Every line that contains the word "patch" should be copied from the records below.
================
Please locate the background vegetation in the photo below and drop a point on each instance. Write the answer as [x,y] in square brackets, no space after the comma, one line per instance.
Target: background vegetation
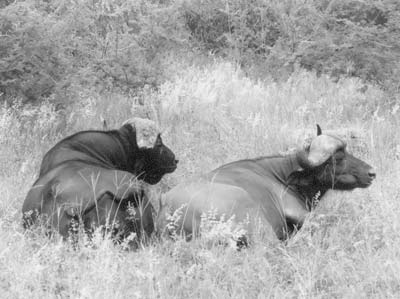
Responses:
[224,80]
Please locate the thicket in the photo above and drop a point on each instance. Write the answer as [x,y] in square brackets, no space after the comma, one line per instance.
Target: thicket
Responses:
[57,47]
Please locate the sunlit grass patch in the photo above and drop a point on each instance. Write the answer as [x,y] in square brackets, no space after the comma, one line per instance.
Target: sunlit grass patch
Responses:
[211,115]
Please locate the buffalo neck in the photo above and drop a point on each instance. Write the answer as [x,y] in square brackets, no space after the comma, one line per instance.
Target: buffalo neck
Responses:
[281,167]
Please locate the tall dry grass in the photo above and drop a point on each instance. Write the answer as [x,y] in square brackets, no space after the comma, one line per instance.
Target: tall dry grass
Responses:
[348,247]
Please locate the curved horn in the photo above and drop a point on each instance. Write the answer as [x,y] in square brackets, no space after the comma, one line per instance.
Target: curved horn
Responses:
[322,148]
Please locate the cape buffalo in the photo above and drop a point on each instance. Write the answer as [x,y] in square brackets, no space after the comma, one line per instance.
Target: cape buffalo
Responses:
[115,149]
[275,191]
[93,176]
[75,191]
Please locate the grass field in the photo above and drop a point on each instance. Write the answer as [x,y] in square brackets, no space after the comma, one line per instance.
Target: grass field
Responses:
[348,248]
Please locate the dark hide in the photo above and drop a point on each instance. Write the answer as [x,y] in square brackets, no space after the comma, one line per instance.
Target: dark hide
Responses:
[76,192]
[115,149]
[92,176]
[277,191]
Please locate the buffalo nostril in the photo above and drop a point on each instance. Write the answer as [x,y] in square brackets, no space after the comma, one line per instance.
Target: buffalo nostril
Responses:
[372,174]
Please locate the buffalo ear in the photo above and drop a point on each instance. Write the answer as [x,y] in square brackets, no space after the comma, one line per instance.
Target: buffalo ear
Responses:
[300,178]
[72,212]
[158,140]
[319,131]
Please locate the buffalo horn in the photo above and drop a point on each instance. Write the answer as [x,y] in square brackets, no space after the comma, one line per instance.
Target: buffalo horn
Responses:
[321,148]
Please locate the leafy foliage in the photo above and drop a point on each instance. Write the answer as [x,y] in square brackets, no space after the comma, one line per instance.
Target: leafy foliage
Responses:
[53,46]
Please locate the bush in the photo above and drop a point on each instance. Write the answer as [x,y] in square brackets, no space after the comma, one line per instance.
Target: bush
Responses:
[49,47]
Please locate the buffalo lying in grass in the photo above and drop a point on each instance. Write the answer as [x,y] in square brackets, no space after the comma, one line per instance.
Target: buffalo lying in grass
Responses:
[276,191]
[97,177]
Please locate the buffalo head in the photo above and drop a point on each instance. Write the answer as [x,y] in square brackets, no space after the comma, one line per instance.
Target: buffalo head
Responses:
[327,165]
[158,161]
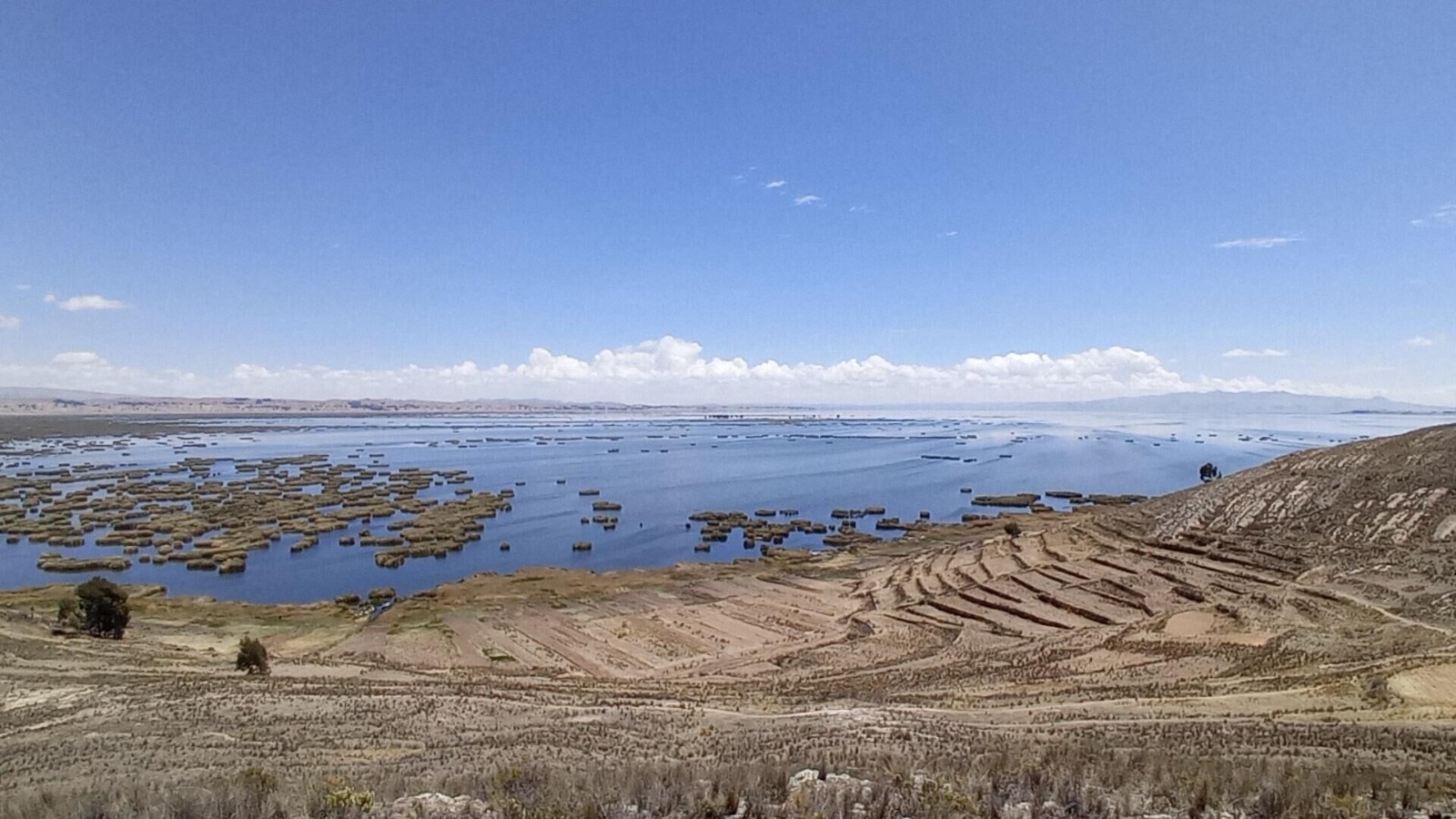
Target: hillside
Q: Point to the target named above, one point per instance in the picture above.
(1303, 611)
(1398, 491)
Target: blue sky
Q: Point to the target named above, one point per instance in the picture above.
(654, 201)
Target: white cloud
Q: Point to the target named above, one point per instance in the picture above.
(84, 302)
(1445, 215)
(1266, 353)
(1259, 242)
(79, 358)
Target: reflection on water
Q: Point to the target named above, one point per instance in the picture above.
(662, 470)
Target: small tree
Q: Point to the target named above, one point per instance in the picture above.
(104, 608)
(252, 656)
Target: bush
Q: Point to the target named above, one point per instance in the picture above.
(252, 656)
(104, 608)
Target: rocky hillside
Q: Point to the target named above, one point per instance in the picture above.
(1397, 491)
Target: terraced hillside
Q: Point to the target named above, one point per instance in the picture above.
(1300, 610)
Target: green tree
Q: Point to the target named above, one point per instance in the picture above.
(252, 656)
(104, 608)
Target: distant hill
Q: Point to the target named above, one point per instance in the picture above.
(41, 401)
(46, 394)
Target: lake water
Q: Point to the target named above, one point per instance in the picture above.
(666, 468)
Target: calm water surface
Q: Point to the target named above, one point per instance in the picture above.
(667, 468)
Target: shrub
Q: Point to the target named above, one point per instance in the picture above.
(104, 608)
(252, 656)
================
**ANSWER FOR THIS EXERCISE:**
Please locate the sunlit grass patch in the photo above and drop a point on each instance. Write the answer as [x,y] in square brackets, no space after the comma, one line per instance.
Target: sunlit grass patch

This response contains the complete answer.